The records
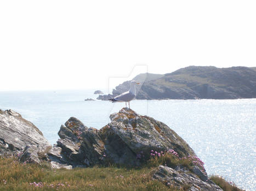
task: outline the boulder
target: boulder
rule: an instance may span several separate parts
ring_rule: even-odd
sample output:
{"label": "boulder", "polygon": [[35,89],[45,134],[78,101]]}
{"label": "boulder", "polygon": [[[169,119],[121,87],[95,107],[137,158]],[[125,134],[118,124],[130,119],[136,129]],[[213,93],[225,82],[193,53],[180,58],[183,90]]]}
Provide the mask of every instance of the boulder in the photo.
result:
{"label": "boulder", "polygon": [[196,175],[183,170],[175,170],[170,167],[160,165],[155,170],[153,179],[157,180],[166,186],[177,189],[190,191],[223,190],[210,180],[202,180]]}
{"label": "boulder", "polygon": [[173,149],[180,157],[195,156],[175,132],[151,117],[126,108],[110,117],[111,122],[100,130],[88,128],[71,117],[61,126],[60,139],[50,151],[49,158],[75,167],[106,162],[137,165],[150,158],[151,150]]}
{"label": "boulder", "polygon": [[39,163],[46,159],[44,152],[50,147],[33,123],[13,110],[0,110],[0,156],[16,156],[22,162]]}

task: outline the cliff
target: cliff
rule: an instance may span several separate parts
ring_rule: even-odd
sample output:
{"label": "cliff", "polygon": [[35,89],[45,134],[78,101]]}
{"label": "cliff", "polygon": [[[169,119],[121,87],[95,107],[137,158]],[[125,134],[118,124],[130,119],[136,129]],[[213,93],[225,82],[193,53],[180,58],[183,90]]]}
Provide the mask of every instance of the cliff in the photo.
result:
{"label": "cliff", "polygon": [[[190,66],[162,76],[143,74],[156,77],[138,77],[143,84],[137,88],[137,99],[256,98],[255,68]],[[97,99],[107,100],[129,87],[129,81],[124,82],[113,89],[112,95]]]}
{"label": "cliff", "polygon": [[0,156],[16,156],[22,162],[39,163],[50,147],[33,123],[13,110],[0,110]]}

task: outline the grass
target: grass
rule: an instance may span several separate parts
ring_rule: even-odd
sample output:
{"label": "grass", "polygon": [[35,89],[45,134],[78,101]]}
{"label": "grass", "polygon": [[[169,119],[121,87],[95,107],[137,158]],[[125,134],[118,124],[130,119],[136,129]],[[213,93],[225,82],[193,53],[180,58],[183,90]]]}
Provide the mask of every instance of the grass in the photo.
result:
{"label": "grass", "polygon": [[0,158],[0,166],[1,191],[170,190],[151,180],[152,168],[112,166],[54,170],[47,165],[21,164],[14,158]]}
{"label": "grass", "polygon": [[[152,172],[160,164],[178,164],[174,158],[169,162],[167,158],[152,158],[140,168],[110,165],[72,170],[52,169],[47,163],[22,164],[15,158],[0,158],[0,190],[175,190],[151,179]],[[225,185],[225,181],[220,182]],[[224,191],[241,190],[228,188]]]}

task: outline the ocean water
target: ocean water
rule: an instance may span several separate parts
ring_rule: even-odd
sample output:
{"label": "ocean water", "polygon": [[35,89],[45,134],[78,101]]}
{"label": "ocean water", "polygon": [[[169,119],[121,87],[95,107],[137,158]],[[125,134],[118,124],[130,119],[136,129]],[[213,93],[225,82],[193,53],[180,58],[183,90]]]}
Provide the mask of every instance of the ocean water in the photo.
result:
{"label": "ocean water", "polygon": [[[100,129],[124,103],[84,101],[94,90],[0,92],[0,109],[31,121],[52,144],[71,116]],[[256,190],[256,99],[133,100],[131,109],[167,124],[204,162],[208,175],[220,175],[246,190]]]}

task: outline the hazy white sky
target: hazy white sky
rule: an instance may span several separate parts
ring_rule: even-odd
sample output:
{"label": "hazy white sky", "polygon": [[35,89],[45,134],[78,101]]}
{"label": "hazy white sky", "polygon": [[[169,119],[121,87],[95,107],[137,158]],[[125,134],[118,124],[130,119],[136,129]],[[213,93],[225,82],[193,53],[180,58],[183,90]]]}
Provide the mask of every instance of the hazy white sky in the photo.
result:
{"label": "hazy white sky", "polygon": [[1,1],[0,91],[106,88],[136,64],[256,67],[256,1]]}

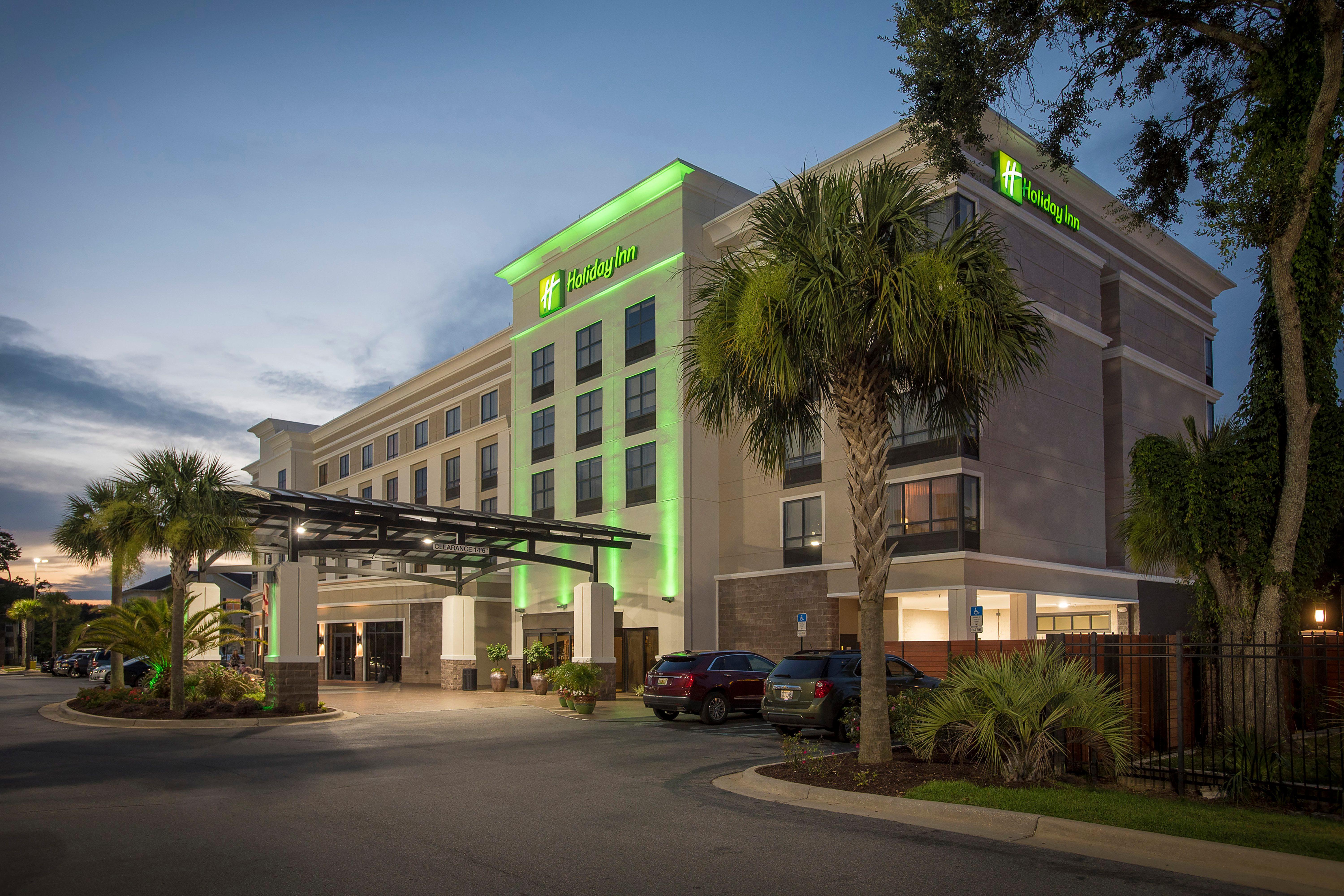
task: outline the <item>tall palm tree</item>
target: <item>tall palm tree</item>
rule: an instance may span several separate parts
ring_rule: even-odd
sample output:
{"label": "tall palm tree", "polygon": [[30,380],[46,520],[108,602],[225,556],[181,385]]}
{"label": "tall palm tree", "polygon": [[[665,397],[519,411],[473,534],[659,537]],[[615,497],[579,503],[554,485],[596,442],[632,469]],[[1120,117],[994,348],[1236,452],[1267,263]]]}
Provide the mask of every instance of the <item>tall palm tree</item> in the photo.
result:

Stated task
Can you rewrite all of the records above with every "ring_rule" replaced by "fill_rule" and nothing else changed? Leave the pictures out of your answer.

Task response
task: outline the boulder
target: boulder
rule: an instance may span several separate parts
fill_rule: even-odd
sample output:
{"label": "boulder", "polygon": [[35,89],[45,134],[78,101]]}
{"label": "boulder", "polygon": [[[169,119],[121,87],[95,107],[137,158]],[[125,134],[118,124],[130,119],[136,129]],[[213,93],[225,82],[193,53],[180,58],[183,90]]]}
Provide the mask of every instance of the boulder in the photo.
result:
{"label": "boulder", "polygon": [[196,175],[183,170],[175,170],[170,167],[160,165],[155,170],[153,179],[157,180],[166,186],[177,189],[190,191],[223,190],[210,180],[202,180]]}
{"label": "boulder", "polygon": [[173,149],[180,157],[195,156],[175,132],[151,117],[126,108],[110,117],[111,122],[100,130],[88,128],[71,117],[61,126],[60,139],[50,151],[49,158],[75,167],[106,162],[137,165],[150,158],[151,150]]}
{"label": "boulder", "polygon": [[39,163],[46,159],[44,152],[50,147],[33,123],[13,110],[0,110],[0,156],[16,156],[22,162]]}

task: outline the cliff
target: cliff
rule: an instance may span several separate parts
fill_rule: even-odd
sample output:
{"label": "cliff", "polygon": [[35,89],[45,134],[78,101]]}
{"label": "cliff", "polygon": [[[169,119],[121,87],[95,107],[137,158]],[[125,134],[118,124],[130,119],[136,129]],[[213,93],[225,82],[193,53],[180,58],[183,90]]]}
Provide the mask of every instance of the cliff in the photo.
result:
{"label": "cliff", "polygon": [[[190,66],[162,76],[143,74],[156,77],[138,77],[143,84],[137,88],[137,99],[256,98],[255,68]],[[97,99],[107,100],[129,87],[129,81],[124,82],[113,89],[112,95]]]}
{"label": "cliff", "polygon": [[0,156],[16,156],[22,162],[39,163],[50,147],[33,123],[13,110],[0,110]]}

task: outline the grass
target: grass
rule: an instance may span several separate parts
fill_rule: even-odd
sample output:
{"label": "grass", "polygon": [[35,89],[45,134],[78,101]]}
{"label": "grass", "polygon": [[[169,119],[121,87],[95,107],[137,158]],[[125,134],[118,124],[130,119],[136,129]],[[213,93],[225,82],[193,53],[180,58],[183,90]]]}
Provide the mask of every instance of the grass in the photo.
result:
{"label": "grass", "polygon": [[0,158],[0,166],[1,191],[170,190],[151,180],[152,168],[112,166],[54,170],[47,165],[21,164],[14,158]]}
{"label": "grass", "polygon": [[[152,172],[160,164],[178,164],[174,158],[169,162],[167,158],[152,158],[140,168],[110,165],[72,170],[52,169],[47,163],[22,164],[15,158],[0,158],[0,190],[175,190],[151,179]],[[225,185],[225,181],[220,182]],[[224,191],[241,190],[228,188]]]}

task: outline the ocean water
target: ocean water
rule: an instance may span several separate parts
fill_rule: even-odd
sample output:
{"label": "ocean water", "polygon": [[35,89],[45,134],[78,101]]}
{"label": "ocean water", "polygon": [[[169,119],[121,87],[95,107],[137,158]],[[125,134],[118,124],[130,119],[136,129]],[[213,93],[225,82],[193,53],[180,58],[183,90]]]}
Provide the mask of every instance of the ocean water in the photo.
result:
{"label": "ocean water", "polygon": [[[100,129],[124,103],[84,101],[94,90],[0,92],[0,109],[31,121],[52,144],[71,116]],[[256,190],[256,99],[133,100],[131,109],[167,124],[204,162],[208,175],[220,175],[246,190]]]}

task: outline the hazy white sky
target: hazy white sky
rule: an instance may span several separate parts
fill_rule: even-odd
sample output:
{"label": "hazy white sky", "polygon": [[35,89],[45,134],[78,101]]}
{"label": "hazy white sky", "polygon": [[[169,119],[121,87],[95,107],[137,158]],[[125,134],[118,124],[130,119],[136,129]],[[213,93],[225,82],[193,53],[180,58],[183,90]]]}
Provide the mask of every instance of the hazy white sky in the photo.
result:
{"label": "hazy white sky", "polygon": [[1,1],[0,91],[106,88],[136,64],[256,67],[256,1]]}

task: outline the <item>tall palm tree</item>
target: <item>tall palm tree</item>
rule: an instance may span several separate parts
fill_rule: even-odd
sample output:
{"label": "tall palm tree", "polygon": [[30,380],[46,520],[108,602],[225,556],[181,385]]}
{"label": "tall palm tree", "polygon": [[[665,397],[519,411],[473,534],[659,537]],[[615,497],[579,503],[554,485],[596,442],[632,469]],[[1120,117],[994,348],[1236,452],[1267,263]]]}
Provide the mask of every instance of the <item>tall palm tree</item> in the photo.
result:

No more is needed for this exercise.